### What is expected
From the data that follows, copy every line with the string "satin".

Source data START

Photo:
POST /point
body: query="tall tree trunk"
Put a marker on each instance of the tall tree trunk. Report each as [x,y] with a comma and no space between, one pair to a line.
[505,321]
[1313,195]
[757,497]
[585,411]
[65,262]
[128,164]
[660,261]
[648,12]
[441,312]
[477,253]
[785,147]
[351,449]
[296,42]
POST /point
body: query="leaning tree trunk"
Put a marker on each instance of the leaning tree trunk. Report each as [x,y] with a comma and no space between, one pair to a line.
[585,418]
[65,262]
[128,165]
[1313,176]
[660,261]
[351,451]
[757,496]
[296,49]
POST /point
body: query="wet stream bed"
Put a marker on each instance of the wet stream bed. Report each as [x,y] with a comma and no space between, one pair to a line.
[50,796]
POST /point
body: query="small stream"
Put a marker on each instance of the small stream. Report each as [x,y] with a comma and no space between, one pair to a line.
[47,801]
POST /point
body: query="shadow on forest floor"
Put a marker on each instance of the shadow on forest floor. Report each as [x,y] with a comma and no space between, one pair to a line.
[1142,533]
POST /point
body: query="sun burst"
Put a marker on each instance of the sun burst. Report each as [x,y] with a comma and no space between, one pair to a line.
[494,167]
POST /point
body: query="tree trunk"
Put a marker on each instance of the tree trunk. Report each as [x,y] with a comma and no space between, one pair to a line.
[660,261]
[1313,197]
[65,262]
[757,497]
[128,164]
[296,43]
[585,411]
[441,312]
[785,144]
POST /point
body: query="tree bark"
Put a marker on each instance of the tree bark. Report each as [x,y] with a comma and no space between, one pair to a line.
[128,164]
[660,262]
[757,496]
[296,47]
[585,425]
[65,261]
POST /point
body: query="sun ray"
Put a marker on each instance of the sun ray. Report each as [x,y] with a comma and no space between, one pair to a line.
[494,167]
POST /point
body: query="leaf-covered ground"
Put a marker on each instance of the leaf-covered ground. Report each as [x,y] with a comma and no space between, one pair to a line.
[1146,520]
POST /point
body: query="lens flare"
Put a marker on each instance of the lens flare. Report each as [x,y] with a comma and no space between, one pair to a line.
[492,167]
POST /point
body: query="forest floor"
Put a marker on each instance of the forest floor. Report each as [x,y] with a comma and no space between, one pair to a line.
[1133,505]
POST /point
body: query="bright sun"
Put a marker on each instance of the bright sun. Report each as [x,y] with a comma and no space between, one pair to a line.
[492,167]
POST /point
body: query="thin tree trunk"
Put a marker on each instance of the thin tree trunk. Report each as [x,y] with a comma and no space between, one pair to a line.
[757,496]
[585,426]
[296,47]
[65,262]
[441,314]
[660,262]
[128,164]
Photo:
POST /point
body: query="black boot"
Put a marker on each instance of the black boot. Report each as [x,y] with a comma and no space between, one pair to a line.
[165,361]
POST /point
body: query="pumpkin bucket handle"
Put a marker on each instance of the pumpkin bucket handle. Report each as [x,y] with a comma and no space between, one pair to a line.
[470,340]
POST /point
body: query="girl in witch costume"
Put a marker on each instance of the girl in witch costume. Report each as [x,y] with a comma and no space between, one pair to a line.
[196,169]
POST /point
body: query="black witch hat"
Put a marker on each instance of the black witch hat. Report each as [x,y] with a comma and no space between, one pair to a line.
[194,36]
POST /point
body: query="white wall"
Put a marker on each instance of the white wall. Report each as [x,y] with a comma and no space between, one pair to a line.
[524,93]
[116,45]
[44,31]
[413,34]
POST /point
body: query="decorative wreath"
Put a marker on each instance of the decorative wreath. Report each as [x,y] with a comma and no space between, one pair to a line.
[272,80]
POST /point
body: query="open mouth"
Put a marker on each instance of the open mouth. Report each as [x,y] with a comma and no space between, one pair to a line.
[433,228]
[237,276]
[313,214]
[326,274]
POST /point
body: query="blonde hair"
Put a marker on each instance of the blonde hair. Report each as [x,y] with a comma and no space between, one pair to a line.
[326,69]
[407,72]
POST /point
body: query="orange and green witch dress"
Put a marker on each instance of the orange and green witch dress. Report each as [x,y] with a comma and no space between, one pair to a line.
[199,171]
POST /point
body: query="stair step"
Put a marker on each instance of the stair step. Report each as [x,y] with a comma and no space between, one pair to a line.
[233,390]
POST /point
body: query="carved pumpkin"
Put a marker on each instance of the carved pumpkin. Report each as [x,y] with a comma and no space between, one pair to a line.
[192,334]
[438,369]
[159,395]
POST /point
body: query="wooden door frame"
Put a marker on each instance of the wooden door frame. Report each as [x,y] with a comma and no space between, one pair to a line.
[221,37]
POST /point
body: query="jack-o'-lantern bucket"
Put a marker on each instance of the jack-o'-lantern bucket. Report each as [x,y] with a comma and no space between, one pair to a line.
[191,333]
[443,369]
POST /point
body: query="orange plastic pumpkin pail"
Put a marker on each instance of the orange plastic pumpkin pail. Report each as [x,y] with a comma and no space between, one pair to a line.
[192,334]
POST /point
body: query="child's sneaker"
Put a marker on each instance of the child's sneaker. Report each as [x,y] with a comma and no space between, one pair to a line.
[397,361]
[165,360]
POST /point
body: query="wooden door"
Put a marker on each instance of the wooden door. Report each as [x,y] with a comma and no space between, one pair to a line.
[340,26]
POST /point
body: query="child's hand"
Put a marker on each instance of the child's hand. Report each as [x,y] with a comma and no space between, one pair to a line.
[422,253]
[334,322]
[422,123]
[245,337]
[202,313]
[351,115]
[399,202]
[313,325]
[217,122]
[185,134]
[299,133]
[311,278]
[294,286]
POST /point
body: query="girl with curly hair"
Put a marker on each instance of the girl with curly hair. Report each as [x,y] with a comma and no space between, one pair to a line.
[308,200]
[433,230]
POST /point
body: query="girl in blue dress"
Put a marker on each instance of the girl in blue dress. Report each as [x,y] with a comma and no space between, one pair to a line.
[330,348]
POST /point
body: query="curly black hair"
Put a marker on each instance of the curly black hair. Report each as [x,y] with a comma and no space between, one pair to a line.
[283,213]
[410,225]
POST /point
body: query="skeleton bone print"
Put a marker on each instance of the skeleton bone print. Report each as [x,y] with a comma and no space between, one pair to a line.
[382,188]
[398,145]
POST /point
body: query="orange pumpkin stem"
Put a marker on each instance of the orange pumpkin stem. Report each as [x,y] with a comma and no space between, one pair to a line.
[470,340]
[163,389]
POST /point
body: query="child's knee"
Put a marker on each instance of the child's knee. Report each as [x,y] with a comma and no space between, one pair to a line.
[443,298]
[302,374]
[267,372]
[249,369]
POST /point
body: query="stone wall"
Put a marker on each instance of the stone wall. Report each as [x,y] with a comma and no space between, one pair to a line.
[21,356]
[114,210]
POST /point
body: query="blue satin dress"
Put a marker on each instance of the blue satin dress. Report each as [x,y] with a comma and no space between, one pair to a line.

Source data END

### Answer area
body: query="blue satin dress"
Put a marker on each instance of the blue satin dress. Report each as [x,y] with a comma and no space between, one pair to a line.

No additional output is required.